*Tasks and exercises*.
- a) Print everything in the Go sudoku solver excerpt from "if s.next != nil" down to "at the results.", keeping the wording unchanged.
- b) Please go on with the Go sudoku solver excerpt, picking up right after its final sentence.

*Excerpt provided*.
○ ○ ○

Let’s add a function to pre-allocate a slice with a capacity of 81, instead of relying on the Go runtime to resize the slice as needed:

func (s *solver) init() {
    // Allocate memory only once instead of growing the slice incrementally.
    if s.next != nil {
        panic("must init only once")
    }
    s.next = make([]int, 0, 81)
}

While doing this, it appears that we can share the array underlying s.next between grids in search, as long as we don’t explore possibilities concurrently. As a consequence, we can call init exactly once in Solve, rather than every time we make a copy of a grid. See this commit.

Let’s look at the results.

$ go test -bench=BenchmarkSolve -run=X -cpuprofile cpu.prof
goos: darwin
goarch: amd64
pkg: github.com/aaugustin/sudoku/go/sudoku
BenchmarkSolve-8         271       4501117 ns/op
PASS
ok      github.com/aaugustin/sudoku/go/sudoku   1.846s

Well that’s a nice improvement! We removed over a third of the run time!

○ ○ ○

*Information provided*.
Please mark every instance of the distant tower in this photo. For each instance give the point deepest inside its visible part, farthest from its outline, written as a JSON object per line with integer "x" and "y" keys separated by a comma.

○ ○ ○

*In response*.
- a)
if s.next != nil {
        panic("must init only once")
    }
    s.next = make([]int, 0, 81)
}

While doing this, it appears that we can share the array underlying s.next between grids in search, as long as we don’t explore possibilities concurrently. As a consequence, we can call init exactly once in Solve, rather than every time we make a copy of a grid. See this commit.

Let’s look at the results.

- b)
The memory allocations for growing slices were costing us a lot of performance.

I really like that Go provides the convenience of slices and the ability to manage the underlying array if we want to do low-level optimizations.

How did the CPU profile change?

$ go tool pprof -http :8000 sudoku.test cpu.prof
Serving web UI on http://localhost:8000

3 - CPU profile of Solve

Better algorithms win

Now that mark is much faster, we notice that candidate takes an unexpectedly large amount of time. This method looks for the cell with the fewest possible values, in order to minimize the number of branches that search has to explore.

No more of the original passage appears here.